> [TEXT EXCERPT]
Sundance Suggestion WebLog

Please Enter any suggestions/observations into one of the following three categories:

1) Critical - causes sundance to crash or abort.
If this is something you need fixed ASAP, please also email phillips@cs.utah.edu or riloff@cs.utah.edu

2) Parsing/Extraction Errors - any incorrect performance you notice. This can include a bad parse, incorrect extraction made, incorrect POS tagging, etc.
Please include the actual text given to sundance, and the resulting sundance output.

3) Suggestions - anything you feel would be an improvement to sundance is welcome, such as additional caseframe patterns, printing options, etc.

*Note: updates can be performed by editing the file: /uusoc/sys/www/cs.utah.edu/nlp/SundanceUpdate.html

Critical Updates

Author Date Problem
Ellen 8/10/05 Pitt reports that autoannotate crashes when given an empty text file, which probably mean that Sundance crashes on them. I also found earlier references mentioning that AutoSlog crashes on empty text files. We really shouldn't *crash* on them. Also, seems to crash using sundance in -seg or -ext mode. *****Fix before next release***** (Bill)
Sid 1/15/07 All NP_has_<possessive> extraction patterns seem to be ignoring any selectional restrictions applied to them.

Parsing/Extraction Errors

Author Date Error
Bill Phillips 8/29/06 PP attachment is done incorrectly sometimes during Aslog-TS algorithm. Appears to be related to AuxVerbs.
Bill Phillips 8/29/06 Memory Leak has been encountered. It appears to be related to Reference counting mechanism. Needs to investigated further.
Art Munson (Cornell) 8/10/05 I thought I'd let you know that the default makefile didn't quite work when I installed on solaris. These lines specifically caused trouble:

## Version number
major := $(shell egrep '^.define +MAJOR_NUM' miscglobals.h | sed 's/.*\"\(.*\)\"/\1/')
minor := $(shell egrep '^.define +MINOR_NUM' miscglobals.h | sed 's/.*\"\(.*\)\"/\1/')

I think the problem is that make on solaris doesn't understand the := syntax. I seem to recall running into the problem with a make file I was writing a year ago. I worked around it by commenting out the above lines and hardcoding the version number.

> [TO DO]
Please extract the passage of the Sundance suggestion log starting at "Critical Updates" and ending at "applied to them.", keeping its wording unchanged.

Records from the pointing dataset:

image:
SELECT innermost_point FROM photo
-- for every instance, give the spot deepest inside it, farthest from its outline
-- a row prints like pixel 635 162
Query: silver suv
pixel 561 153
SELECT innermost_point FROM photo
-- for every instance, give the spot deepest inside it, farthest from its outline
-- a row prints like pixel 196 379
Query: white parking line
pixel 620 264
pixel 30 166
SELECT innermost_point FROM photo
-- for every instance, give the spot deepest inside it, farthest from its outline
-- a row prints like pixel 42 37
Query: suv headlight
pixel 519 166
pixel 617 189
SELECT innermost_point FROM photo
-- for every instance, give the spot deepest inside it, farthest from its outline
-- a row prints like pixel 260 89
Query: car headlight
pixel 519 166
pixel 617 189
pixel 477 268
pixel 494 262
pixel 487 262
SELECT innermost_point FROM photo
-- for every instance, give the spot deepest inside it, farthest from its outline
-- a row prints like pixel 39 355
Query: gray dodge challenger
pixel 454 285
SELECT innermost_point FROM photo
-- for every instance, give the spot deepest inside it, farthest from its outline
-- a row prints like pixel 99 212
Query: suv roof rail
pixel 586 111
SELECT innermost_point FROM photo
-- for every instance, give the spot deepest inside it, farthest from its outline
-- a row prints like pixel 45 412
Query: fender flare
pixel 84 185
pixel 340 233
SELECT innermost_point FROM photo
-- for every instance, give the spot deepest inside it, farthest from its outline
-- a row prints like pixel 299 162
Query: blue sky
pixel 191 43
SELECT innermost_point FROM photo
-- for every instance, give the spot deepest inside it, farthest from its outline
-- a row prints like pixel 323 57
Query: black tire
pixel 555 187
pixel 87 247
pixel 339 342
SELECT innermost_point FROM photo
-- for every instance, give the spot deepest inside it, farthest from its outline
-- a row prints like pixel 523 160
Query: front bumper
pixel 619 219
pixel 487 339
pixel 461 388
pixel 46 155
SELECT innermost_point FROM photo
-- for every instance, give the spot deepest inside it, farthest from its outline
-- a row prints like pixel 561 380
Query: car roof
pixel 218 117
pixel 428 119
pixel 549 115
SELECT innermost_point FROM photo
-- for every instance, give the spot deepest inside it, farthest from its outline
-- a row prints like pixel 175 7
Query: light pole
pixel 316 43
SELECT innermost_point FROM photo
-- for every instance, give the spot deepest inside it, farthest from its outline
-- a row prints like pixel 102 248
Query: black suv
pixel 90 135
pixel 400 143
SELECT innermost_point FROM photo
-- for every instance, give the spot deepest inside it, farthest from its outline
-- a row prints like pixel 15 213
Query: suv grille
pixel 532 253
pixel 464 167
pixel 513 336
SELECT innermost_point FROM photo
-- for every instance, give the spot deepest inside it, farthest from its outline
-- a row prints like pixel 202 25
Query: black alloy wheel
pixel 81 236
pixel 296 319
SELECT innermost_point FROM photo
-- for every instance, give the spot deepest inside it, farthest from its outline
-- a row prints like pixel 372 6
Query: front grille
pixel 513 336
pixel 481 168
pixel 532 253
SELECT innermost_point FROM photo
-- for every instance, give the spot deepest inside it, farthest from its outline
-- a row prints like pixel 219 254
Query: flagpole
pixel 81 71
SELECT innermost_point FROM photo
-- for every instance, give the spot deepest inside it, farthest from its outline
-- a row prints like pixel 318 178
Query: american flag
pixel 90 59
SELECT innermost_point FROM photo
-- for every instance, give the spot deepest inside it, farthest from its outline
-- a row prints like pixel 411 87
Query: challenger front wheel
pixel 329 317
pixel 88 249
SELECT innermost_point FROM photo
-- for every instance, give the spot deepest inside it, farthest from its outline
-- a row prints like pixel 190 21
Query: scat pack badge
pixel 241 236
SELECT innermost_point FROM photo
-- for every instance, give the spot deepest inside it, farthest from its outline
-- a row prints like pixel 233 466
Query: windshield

> [THE ANSWER]
Critical Updates

Author Date Problem
Ellen 8/10/05 Pitt reports that autoannotate crashes when given an empty text file, which probably mean that Sundance crashes on them. I also found earlier references mentioning that AutoSlog crashes on empty text files. We really shouldn't *crash* on them. Also, seems to crash using sundance in -seg or -ext mode. *****Fix before next release***** (Bill)
Sid 1/15/07 All NP_has_<possessive> extraction patterns seem to be ignoring any selectional restrictions applied to them.